▶ _WHAT TO WORK ON_
Scale the material below: reproduce every line, requests included, multiplying each coordinate in the answers by 2.55 and rounding to whole numbers, with halves rounded up.

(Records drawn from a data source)
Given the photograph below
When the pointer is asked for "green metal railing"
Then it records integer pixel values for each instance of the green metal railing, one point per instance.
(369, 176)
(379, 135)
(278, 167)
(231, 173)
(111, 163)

▶ _COMPLETE RESPONSE_
Given the photograph below
When the pointer is asked for "green metal railing"
Then it records integer pixel values for each instance of the green metal railing, one point per instance.
(941, 449)
(966, 344)
(709, 426)
(589, 441)
(283, 416)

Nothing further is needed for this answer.